____ 抜粋本文

わからないことへの憧れというものが、小さいころからずっとあるなぁと、最近考えていた。
自分が読書が好きであると自覚したのは、小学生中学年ごろ読んだ星新一の「ボッコちゃん」あたりからだったように思う。それ以前もなんとなく、国語の教科書に載せられた小説に興味を持っていたし(授業で取り上げられない作品も目を通していた)、姉の持っていたコミックに「忍ペンまんまる」「魔法陣グルグル」など愛読しているものがあったので、物語に興味があるということは自覚し始めていたが、教室文庫として置かれていたこの本や江戸川乱歩の少年探偵団シリーズなどを読んでから、なるほど、自分は物語であることに加えて、フィクションとして現実とすこし離れた題材が取り上げられたものが好きなのだと感じ取っていた。気がする。現実に近すぎる例として、ズッコケ三人組や学校が舞台の作品はそうだと感じて、避けていた記憶もある。
こうなると、当然クレヨン王国シリーズからハリーポッターへ行くし、ファイナルファンタジーなどのファンタジー系RPGゲーム、すこし背伸びして筒井康隆や宮部みゆきのSF入門作品などに辿り着くのも早かった。小学校の劇のシナリオをクラスから募集するという話が出た時、あまりに演劇で実現可能性のないファンタジーめいた内容(登場人物の身長が伸び縮みしたり、身長の何倍もある大きなキノコの家が登場したり…)の文章を応募して先生を困らせたりもしていた記憶がある。そこからSFやファンタジーの諸作を海外作品含めて読むようになったのも自然で、中学校ではフィリップ・K・ディック「ユービック」あたりのイマジネーションあふれる作品に魅力を感じていた。

________
____ 抜粋データ

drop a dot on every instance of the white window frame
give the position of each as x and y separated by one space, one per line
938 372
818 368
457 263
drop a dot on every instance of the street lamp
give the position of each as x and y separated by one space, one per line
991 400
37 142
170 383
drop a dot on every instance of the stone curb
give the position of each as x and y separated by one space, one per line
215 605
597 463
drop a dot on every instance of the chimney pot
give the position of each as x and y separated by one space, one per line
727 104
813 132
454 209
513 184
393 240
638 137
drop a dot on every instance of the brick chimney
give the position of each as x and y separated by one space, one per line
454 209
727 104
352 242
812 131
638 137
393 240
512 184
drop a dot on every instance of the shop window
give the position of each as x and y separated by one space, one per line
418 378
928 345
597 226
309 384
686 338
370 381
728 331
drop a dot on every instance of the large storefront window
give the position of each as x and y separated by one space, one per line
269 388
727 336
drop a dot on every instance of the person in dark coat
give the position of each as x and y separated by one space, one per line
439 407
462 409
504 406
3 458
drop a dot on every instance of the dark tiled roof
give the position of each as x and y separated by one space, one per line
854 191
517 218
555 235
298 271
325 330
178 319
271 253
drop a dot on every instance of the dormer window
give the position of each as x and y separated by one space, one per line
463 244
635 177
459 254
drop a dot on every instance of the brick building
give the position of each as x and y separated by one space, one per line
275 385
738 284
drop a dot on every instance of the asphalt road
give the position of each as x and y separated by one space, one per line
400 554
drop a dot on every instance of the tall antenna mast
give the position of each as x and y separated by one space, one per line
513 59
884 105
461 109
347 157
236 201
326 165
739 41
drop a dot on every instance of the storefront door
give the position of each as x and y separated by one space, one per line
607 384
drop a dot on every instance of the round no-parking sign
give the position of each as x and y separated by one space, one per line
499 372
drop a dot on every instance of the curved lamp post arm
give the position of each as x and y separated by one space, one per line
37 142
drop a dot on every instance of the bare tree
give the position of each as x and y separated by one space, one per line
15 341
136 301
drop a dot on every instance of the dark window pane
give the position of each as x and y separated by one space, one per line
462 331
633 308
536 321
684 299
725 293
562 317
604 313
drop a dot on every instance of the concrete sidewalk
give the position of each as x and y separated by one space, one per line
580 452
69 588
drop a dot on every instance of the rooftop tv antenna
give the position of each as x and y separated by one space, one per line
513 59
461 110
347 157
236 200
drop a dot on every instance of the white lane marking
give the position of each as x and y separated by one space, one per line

________

→ **作業内容**
A: 読書体験をつづった文章のうち、「わからないことへの憧れという」から「れる作品に魅力を感じていた。」までの部分を、一字一句違えずに書き写してください。
B: 読書体験をつづった文章の最後の文に続けて、その先を書き継いでください。
これらの記録は、課題に取り組むうえで参照する必要はありません。

→ **各問の解答**
A:
わからないことへの憧れというものが、小さいころからずっとあるなぁと、最近考えていた。
自分が読書が好きであると自覚したのは、小学生中学年ごろ読んだ星新一の「ボッコちゃん」あたりからだったように思う。それ以前もなんとなく、国語の教科書に載せられた小説に興味を持っていたし(授業で取り上げられない作品も目を通していた)、姉の持っていたコミックに「忍ペンまんまる」「魔法陣グルグル」など愛読しているものがあったので、物語に興味があるということは自覚し始めていたが、教室文庫として置かれていたこの本や江戸川乱歩の少年探偵団シリーズなどを読んでから、なるほど、自分は物語であることに加えて、フィクションとして現実とすこし離れた題材が取り上げられたものが好きなのだと感じ取っていた。気がする。現実に近すぎる例として、ズッコケ三人組や学校が舞台の作品はそうだと感じて、避けていた記憶もある。
こうなると、当然クレヨン王国シリーズからハリーポッターへ行くし、ファイナルファンタジーなどのファンタジー系RPGゲーム、すこし背伸びして筒井康隆や宮部みゆきのSF入門作品などに辿り着くのも早かった。小学校の劇のシナリオをクラスから募集するという話が出た時、あまりに演劇で実現可能性のないファンタジーめいた内容(登場人物の身長が伸び縮みしたり、身長の何倍もある大きなキノコの家が登場したり…)の文章を応募して先生を困らせたりもしていた記憶がある。そこからSFやファンタジーの諸作を海外作品含めて読むようになったのも自然で、中学校ではフィリップ・K・ディック「ユービック」あたりのイマジネーションあふれる作品に魅力を感じていた。

B:
ただ、このあたりの記憶で一番大きいと思っているのは、グレッグ・イーガン「ディアスポラ」を読んだときの衝撃だ。なにより、読む単語の大抵がわからない。難しい漢字ならば辞書を引けばわかることもあるが、この場合解説を読んでもわからないのだ。しかも造語というわけでもないらしいから、よりタチが悪い。もし造語ならばわからないまま読み進めても、いつか解説されるか、またはわからなくても物語が理解できるように作られているはずだからだ。さらに、この本は文庫でも500ページあるときた。
ふつうならばこの段階で、この本は自分には早いと諦めるところだが、自分はこのときむしろ、このわからなさが持つ「人を寄せ付けない力」が、どうしようもなく魅力的に感じたのだった。この時の思考回路は、厨二病とよばれるような、ミステリアスなものがカッコいいという思考回路もあったと思うが、ミステリアスであるがそれは自分の至らなさに理由があるという点にも、超越的なものを感じていたようにも思う。この気持ちはそれ以降の自分の体験にも続いていて、たとえばプログラミングに興味を持つことになったのも「わからなさ」と「それでも一貫性のあるロジックを(自分とコンピューターで)共有できる」に憧れたという点だったように思う。
ここまで考えて、じゃあ今の自分に、この時感じていた「一貫性を信じられる、わからなさ」はあるだろうか、それを起点とした行動欲はあるだろうかと思い直したのが今日だった、というのが長い前振りであり、この日記のメインで書き残しておきたかったものである。
現代においての一番の候補は、やはりAIやLLMの技術だろう。GPTが登場した直後の、まるで赤子の産声のようなか細い、しかし不気味さにも似た違和感(なぜ言語をベースにした学習モデルを作るだけで、思考とも取れる結果が出るのだろうか)は、わからなさの一端だったと思う。今となってはただのマネーゲームの1ツールのようにもなってしまってしまったが、マルチモーダル方面での躍進は凄まじいし、エッジでの実行環境が整っていく様子も「技術革新」という言葉が相応しいものだと思う。だが、なにかSFで感じたわからなさとは違い、もう地に足がついてしまっているのが「わからない」とは異なるものになってしまったと感じる。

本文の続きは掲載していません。